## Task statement
Return a faithful copy of all the entries, omitting the images.

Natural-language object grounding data
──────
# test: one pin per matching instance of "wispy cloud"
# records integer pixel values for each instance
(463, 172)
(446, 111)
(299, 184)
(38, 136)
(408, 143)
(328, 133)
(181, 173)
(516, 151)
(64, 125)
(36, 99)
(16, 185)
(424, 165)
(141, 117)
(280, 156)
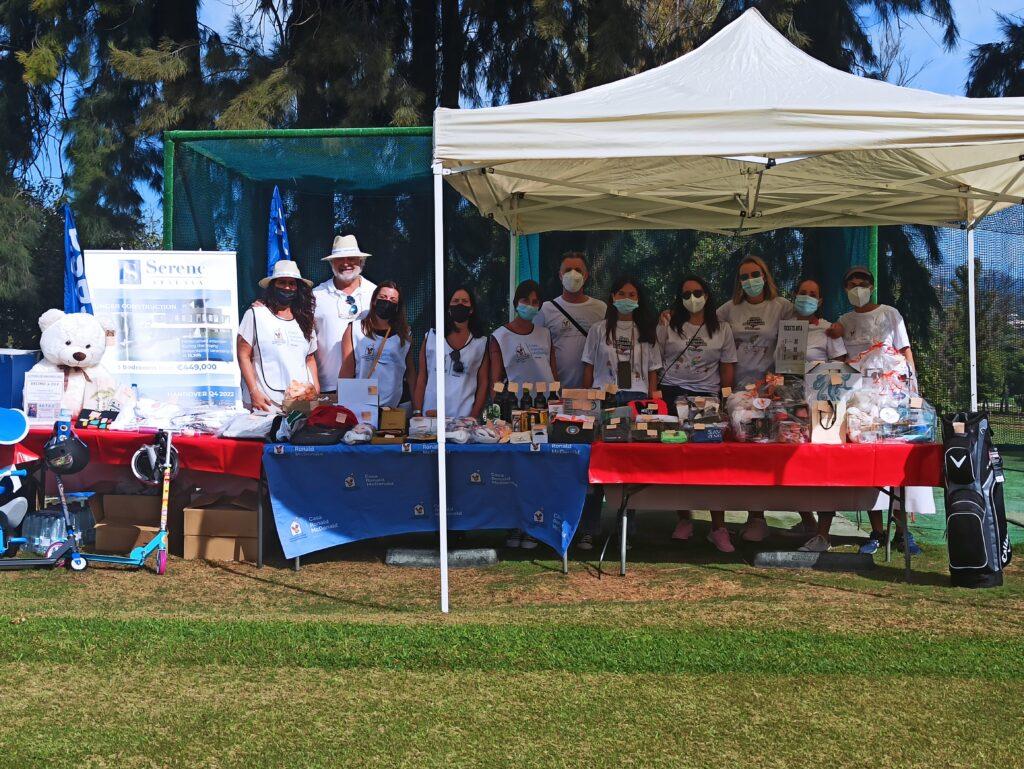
──────
## Task result
# test: one pin per matching instance of "wispy cloud"
# records integer pixel values for each instance
(463, 172)
(446, 111)
(299, 184)
(38, 136)
(408, 143)
(328, 133)
(181, 173)
(516, 151)
(64, 125)
(36, 99)
(16, 185)
(424, 165)
(141, 117)
(280, 156)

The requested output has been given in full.